> Records to use
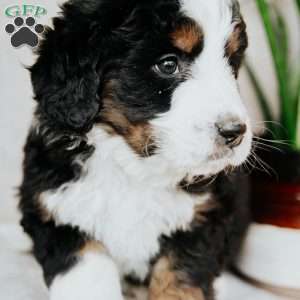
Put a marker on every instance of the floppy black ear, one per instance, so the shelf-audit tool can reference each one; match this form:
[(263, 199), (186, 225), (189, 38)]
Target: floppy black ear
[(64, 78)]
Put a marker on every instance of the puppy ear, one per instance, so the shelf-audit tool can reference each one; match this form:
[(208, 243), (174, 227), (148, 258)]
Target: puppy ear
[(64, 78)]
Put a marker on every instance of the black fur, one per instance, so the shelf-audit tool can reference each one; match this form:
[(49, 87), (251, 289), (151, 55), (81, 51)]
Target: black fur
[(205, 251), (94, 43)]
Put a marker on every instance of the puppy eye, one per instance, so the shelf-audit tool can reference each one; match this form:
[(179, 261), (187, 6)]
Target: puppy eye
[(168, 65)]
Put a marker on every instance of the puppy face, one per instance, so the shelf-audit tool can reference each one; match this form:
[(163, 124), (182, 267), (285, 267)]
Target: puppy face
[(175, 89), (160, 74)]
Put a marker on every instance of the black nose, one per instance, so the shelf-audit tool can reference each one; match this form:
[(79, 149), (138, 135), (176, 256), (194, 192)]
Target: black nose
[(232, 132)]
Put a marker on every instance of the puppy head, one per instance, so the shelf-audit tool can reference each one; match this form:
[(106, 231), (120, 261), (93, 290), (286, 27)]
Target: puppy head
[(161, 74)]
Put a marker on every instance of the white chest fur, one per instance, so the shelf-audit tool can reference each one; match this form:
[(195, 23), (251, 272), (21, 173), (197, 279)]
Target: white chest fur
[(123, 203)]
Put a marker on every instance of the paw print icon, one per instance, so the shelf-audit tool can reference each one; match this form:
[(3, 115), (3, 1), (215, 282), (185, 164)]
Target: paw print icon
[(24, 32)]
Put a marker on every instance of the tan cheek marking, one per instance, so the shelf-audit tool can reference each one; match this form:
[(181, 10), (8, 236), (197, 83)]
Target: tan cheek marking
[(187, 37), (167, 284)]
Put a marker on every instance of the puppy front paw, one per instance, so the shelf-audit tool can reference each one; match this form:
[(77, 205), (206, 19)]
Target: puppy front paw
[(165, 285)]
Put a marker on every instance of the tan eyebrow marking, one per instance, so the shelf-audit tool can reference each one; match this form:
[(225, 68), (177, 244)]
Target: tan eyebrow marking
[(187, 36)]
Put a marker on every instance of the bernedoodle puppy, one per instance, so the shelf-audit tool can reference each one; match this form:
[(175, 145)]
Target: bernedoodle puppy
[(138, 122)]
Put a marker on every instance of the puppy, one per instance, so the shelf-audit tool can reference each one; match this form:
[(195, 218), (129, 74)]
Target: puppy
[(138, 115)]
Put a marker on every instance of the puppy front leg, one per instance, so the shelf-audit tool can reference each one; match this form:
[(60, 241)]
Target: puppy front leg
[(167, 284), (93, 277)]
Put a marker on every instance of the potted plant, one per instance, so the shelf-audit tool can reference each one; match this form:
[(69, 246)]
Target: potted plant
[(271, 255)]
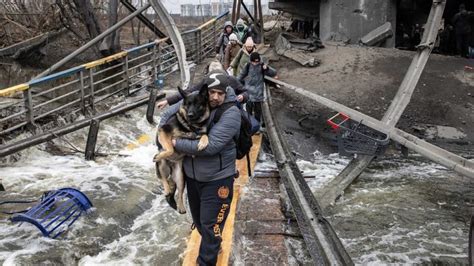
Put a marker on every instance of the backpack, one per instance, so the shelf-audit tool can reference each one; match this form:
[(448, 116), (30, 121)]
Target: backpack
[(248, 127)]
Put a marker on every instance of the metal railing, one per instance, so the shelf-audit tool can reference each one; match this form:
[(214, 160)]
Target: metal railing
[(80, 89)]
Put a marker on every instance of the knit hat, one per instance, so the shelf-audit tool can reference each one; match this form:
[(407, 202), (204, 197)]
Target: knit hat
[(233, 37), (217, 81), (254, 57), (249, 42)]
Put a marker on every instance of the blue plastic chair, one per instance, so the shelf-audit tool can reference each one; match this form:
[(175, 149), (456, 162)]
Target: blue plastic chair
[(56, 212)]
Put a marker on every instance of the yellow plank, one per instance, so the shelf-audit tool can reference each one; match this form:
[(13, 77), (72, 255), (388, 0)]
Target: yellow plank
[(105, 60), (10, 91), (192, 250)]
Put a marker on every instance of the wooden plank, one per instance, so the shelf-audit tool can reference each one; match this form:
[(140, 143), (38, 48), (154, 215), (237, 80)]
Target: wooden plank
[(191, 253)]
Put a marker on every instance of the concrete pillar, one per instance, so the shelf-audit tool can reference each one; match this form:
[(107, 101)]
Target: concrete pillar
[(348, 21)]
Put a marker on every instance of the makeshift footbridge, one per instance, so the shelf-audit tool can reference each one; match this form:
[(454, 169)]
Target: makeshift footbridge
[(36, 105)]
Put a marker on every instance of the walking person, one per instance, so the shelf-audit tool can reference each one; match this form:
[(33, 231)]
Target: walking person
[(210, 173), (252, 76)]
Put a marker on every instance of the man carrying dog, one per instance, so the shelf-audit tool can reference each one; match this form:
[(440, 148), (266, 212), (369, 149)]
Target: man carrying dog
[(210, 173)]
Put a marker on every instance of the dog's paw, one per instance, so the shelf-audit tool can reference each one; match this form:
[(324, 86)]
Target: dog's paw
[(203, 142), (171, 201), (157, 157)]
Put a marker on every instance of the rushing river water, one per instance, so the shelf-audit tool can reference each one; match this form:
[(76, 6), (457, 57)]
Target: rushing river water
[(399, 210)]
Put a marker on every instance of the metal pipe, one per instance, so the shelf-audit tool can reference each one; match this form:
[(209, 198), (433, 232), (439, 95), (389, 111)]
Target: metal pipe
[(92, 42), (83, 100), (176, 39), (398, 105)]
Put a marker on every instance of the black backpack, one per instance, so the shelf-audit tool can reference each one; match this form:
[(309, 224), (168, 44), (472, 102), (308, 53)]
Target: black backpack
[(244, 142)]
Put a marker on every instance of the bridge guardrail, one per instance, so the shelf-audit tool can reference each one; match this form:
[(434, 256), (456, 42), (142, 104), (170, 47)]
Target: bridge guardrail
[(81, 88)]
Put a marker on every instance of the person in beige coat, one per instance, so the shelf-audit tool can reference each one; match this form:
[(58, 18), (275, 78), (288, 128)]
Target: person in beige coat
[(243, 56), (231, 50)]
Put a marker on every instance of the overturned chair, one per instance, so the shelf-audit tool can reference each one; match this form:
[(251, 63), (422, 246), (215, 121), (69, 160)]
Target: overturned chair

> The task
Which lines in the records above include the word "overturned"? Copy them out.

> Exercise answer
Put a marker on every instance of the overturned chair, one per instance, so the shelf-audit tool can reference each one; match this form:
Target: overturned chair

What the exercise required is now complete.